(Dataset items)
......

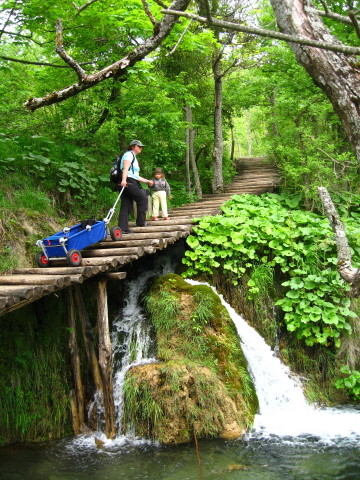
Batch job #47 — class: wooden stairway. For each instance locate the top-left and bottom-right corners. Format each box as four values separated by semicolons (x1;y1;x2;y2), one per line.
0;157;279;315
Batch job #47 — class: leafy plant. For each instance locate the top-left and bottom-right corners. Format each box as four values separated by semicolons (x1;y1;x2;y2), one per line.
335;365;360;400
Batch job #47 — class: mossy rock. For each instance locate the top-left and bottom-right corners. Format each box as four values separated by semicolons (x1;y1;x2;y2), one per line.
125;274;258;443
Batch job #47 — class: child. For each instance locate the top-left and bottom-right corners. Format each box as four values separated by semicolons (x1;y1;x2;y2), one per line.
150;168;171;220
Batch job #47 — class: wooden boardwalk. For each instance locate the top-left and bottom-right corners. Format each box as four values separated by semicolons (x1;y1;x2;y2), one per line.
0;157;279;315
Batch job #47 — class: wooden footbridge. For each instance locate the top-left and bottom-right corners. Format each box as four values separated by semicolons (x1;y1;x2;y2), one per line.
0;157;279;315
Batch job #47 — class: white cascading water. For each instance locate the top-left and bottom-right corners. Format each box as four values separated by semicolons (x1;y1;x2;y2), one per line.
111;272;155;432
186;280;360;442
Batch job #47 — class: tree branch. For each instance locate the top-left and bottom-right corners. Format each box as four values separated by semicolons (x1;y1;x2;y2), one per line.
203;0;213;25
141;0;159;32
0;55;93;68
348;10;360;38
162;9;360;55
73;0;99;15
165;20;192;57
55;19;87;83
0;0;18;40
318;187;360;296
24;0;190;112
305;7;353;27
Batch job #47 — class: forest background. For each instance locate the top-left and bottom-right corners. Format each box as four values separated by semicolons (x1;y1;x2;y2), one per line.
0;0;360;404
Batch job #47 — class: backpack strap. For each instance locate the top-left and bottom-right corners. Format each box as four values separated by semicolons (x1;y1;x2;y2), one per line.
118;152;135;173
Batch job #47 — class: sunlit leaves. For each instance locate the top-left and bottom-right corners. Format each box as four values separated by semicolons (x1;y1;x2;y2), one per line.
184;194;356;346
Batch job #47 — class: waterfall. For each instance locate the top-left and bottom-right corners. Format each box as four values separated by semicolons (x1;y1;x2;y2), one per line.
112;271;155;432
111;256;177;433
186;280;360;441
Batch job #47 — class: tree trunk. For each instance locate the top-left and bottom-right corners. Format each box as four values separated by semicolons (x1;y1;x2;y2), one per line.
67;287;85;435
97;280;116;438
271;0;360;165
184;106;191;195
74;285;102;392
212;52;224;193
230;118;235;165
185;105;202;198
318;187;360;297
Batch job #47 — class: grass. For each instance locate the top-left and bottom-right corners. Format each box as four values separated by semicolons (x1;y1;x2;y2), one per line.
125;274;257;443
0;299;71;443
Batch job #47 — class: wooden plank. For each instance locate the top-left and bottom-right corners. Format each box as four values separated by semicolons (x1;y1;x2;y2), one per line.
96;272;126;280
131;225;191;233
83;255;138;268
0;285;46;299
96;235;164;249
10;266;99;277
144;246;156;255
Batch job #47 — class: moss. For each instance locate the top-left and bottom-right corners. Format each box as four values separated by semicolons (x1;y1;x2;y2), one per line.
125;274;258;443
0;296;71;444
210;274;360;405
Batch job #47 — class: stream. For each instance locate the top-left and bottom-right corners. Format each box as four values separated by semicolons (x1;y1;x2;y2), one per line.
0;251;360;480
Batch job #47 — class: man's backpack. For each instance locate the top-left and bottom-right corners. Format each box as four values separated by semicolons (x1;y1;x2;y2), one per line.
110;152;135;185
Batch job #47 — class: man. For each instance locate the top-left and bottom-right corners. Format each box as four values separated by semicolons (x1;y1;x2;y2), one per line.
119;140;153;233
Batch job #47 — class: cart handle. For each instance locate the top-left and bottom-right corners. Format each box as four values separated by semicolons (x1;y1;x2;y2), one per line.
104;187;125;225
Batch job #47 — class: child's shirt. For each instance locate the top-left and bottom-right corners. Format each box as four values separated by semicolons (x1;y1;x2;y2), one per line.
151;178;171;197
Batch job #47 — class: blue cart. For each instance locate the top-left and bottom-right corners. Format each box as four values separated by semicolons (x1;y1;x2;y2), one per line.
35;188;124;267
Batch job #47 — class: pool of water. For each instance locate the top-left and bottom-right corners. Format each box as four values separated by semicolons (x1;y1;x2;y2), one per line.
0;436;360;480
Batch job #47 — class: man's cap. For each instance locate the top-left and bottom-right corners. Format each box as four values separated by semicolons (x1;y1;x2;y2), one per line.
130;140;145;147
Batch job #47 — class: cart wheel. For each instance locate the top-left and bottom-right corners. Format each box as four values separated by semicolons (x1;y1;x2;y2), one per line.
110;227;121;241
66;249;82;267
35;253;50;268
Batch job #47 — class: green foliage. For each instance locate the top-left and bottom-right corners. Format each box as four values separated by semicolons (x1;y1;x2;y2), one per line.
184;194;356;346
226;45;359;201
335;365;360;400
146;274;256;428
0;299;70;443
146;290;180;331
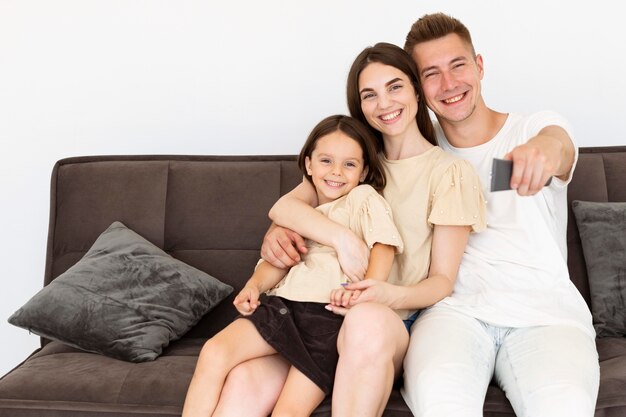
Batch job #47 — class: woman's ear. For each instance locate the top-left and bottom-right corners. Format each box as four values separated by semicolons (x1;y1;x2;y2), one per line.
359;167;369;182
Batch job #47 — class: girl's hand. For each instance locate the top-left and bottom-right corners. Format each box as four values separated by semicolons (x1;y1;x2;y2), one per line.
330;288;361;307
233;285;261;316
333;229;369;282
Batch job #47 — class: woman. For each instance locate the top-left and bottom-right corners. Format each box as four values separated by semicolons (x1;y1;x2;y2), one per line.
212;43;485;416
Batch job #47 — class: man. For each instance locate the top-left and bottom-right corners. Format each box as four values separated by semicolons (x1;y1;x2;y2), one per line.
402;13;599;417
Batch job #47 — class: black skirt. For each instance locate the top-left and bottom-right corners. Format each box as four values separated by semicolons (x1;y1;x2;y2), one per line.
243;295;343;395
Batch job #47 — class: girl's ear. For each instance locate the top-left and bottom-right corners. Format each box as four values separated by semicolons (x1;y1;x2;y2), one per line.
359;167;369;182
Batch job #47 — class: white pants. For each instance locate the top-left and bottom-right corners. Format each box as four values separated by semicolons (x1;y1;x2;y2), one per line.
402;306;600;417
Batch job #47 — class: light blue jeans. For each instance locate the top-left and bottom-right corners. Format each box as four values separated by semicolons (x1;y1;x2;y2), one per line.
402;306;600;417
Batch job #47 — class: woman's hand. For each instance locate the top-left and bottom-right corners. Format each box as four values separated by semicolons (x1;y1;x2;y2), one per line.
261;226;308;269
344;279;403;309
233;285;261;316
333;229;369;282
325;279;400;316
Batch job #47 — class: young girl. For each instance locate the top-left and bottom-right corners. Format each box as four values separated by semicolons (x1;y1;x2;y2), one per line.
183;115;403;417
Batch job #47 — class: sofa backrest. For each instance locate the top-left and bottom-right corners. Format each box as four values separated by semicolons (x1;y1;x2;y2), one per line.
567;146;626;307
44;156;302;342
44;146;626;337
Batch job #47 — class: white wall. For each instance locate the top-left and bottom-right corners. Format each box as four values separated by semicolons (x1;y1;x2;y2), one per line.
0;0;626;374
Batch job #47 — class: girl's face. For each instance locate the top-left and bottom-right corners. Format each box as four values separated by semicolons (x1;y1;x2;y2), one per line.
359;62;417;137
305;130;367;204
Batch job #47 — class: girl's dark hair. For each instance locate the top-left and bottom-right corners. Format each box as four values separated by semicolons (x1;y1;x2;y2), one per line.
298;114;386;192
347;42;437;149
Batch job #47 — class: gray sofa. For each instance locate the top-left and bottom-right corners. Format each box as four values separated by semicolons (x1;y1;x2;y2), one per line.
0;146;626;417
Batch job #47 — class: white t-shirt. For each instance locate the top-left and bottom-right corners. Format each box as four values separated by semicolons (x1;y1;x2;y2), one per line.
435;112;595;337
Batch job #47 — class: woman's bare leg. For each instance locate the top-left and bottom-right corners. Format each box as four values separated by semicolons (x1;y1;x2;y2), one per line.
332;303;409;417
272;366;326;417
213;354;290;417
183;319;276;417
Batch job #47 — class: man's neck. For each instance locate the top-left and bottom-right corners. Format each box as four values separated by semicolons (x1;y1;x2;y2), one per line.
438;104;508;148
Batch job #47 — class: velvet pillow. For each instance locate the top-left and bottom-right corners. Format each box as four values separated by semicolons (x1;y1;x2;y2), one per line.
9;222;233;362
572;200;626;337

......

REQUIRED TASK =>
Can you rewrite the part of the records that opens with the line containing "Batch job #47 — class: woman's bare" and closes with the line containing "438;104;508;148", keeping every line and adding 10 to each bounding-box coordinate while leaving all other text and numbers unchanged?

TASK OUTPUT =>
Batch job #47 — class: woman's bare leg. For each instance locate the top-left and bottom-right corners. Format each box as four values separated by semicolons (x1;y1;x2;y2), one per line.
342;313;419;427
282;376;336;427
223;364;300;427
193;329;286;427
Batch job #47 — class: man's neck. For each instance locate the top-left and bottom-right corners. Format each box as four values separated by semicolons (x1;y1;x2;y2), one per line.
448;114;518;158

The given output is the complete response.